◆ **FRAGMENTO DEL DOCUMENTO**:
A la administración que conduce Alberto Fernández le está sucediendo algo parecido. En plena campaña electoral se afirmaba que el gran desafío que enfrentaría quien resultara elegido en los comicios del 27 de octubre, refería al problema de la enorme deuda externa contraída por el gobierno anterior. No casualmente eligió como ministro de economía a un hombre que, pese a su juventud, ha estudiado la cuestión de la deuda profundamente. Pero la realidad, una vez más, superó a las suposiciones políticas: la pandemia del corona virus se ha transformado en el eje central del flamante gobierno.
Inusitadamente, a partir de un estilo político distintivo y de políticas sanitarias fuertes, el ex jefe de gabinete de Néstor Kirchner goza, en pocos meses, de un respaldo popular que resultaba impensado allá por diciembre de 2019.
Lo que ha puesto en discusión el gobierno no es solamente el anticipo o no a una pandemia, sino que, como sucede en buena parte del mundo, qué rol le cabe al Estado en esta coyuntura y -tal vez lo más importante- qué rol jugará en el tiempo que viene.
La crisis sanitaria ha demostrado, y con creces, que el modelo neoliberal de apropiación hace agua por todos lados cuando se trata de enfrentar crisis globales con lógicas individualistas. El dogma neoliberal y la paparruchada libertaria han entrado en crisis. No sólo por sus propias dificultades para resolver lo colectivo, sino porque sus máximos exponentes -Donald Trump, Jair Bolsonaro y demás secuaces- no pueden atender ni siquiera a lo urgente. A la cuestión estructural que refiere a la fortaleza o no de un sistema salud se le suma la idiotez flagrante de “líderes” que consideraron al fenómeno como una gripecita menor, y que apostaron (y apuestan) a seguir la vida como si nada y hoy cuentan los muertos de a miles. Los libertarios y neoliberales argentinos están en problemas: al resurgimiento del Estado como actor indispensable en el reparto de la cosa pública, se suma que las referencias y panaceas sociales que hasta ayer se reivindicaban, hoy entran una profunda crisis. Si a eso se le suma una correcta comunicación gubernamental (no exenta de errores), un aplomado accionar presidencial y el hecho (y la sensación social) de que la crisis se va sobrellevando mejor que en otros países, el saldo termina siendo a favor de la heterodoxia política que representa el gobierno.

◆ **DATOS SIN PROCESAR**:
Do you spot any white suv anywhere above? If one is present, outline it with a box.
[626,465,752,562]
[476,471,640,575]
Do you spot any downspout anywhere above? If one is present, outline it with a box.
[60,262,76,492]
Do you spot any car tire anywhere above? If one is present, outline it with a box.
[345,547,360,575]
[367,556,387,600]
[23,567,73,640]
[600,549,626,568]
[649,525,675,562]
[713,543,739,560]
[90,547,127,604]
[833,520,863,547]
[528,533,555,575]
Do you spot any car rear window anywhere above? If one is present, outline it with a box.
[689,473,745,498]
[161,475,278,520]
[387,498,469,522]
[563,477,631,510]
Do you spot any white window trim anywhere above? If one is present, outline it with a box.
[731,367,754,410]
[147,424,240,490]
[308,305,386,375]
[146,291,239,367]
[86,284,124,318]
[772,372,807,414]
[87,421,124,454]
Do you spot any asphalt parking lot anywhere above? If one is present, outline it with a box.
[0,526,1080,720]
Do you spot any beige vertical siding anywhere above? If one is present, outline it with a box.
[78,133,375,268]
---
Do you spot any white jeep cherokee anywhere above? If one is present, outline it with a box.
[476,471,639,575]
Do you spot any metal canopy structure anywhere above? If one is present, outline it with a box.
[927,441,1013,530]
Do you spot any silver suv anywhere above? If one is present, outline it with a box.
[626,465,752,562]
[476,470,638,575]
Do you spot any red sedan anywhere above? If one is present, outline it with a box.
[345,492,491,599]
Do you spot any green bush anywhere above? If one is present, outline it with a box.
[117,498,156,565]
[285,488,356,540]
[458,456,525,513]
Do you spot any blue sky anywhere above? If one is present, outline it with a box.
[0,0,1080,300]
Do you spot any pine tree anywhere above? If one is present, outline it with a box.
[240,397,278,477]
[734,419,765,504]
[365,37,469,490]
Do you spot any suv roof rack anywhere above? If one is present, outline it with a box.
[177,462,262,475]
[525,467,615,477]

◆ **INSTRUCCIONES DE TRABAJO**:
**a.** ¿Puedes reescribir como lista el párrafo del fragmento que empieza con "La crisis sanitaria ha demostrado", conservando sus datos principales?
**b.** ¿Puedes copiar sin cambios todo lo que va en el fragmento desde "A la administración" hasta "diciembre de 2019."?
Los ítems no tienen ningún papel en esto.

◆ **RESPUESTAS EN ORDEN**:
**a.**
- La crisis sanitaria demostró que el modelo neoliberal de apropiación falla cuando enfrenta crisis globales con lógicas individualistas.
- El dogma neoliberal y el libertario están en crisis. Les cuesta resolver lo colectivo, y sus máximos exponentes, como Donald Trump y Jair Bolsonaro, no pueden atender ni siquiera lo urgente.
- A la cuestión estructural de la fortaleza del sistema de salud se suman "líderes" que trataron el fenómeno como una gripecita menor. Apostaron a seguir la vida como si nada y hoy cuentan los muertos de a miles.
- Los libertarios y neoliberales argentinos están en problemas. El Estado resurge como actor indispensable y las referencias sociales que reivindicaban entran en una profunda crisis.
- Hay una comunicación gubernamental correcta aunque no exenta de errores y un accionar presidencial aplomado. Además, la crisis se sobrelleva mejor que en otros países. Con todo eso, el saldo favorece a la heterodoxia política que representa el gobierno.

**b.**
A la administración que conduce Alberto Fernández le está sucediendo algo parecido. En plena campaña electoral se afirmaba que el gran desafío que enfrentaría quien resultara elegido en los comicios del 27 de octubre, refería al problema de la enorme deuda externa contraída por el gobierno anterior. No casualmente eligió como ministro de economía a un hombre que, pese a su juventud, ha estudiado la cuestión de la deuda profundamente. Pero la realidad, una vez más, superó a las suposiciones políticas: la pandemia del corona virus se ha transformado en el eje central del flamante gobierno.
Inusitadamente, a partir de un estilo político distintivo y de políticas sanitarias fuertes, el ex jefe de gabinete de Néstor Kirchner goza, en pocos meses, de un respaldo popular que resultaba impensado allá por diciembre de 2019.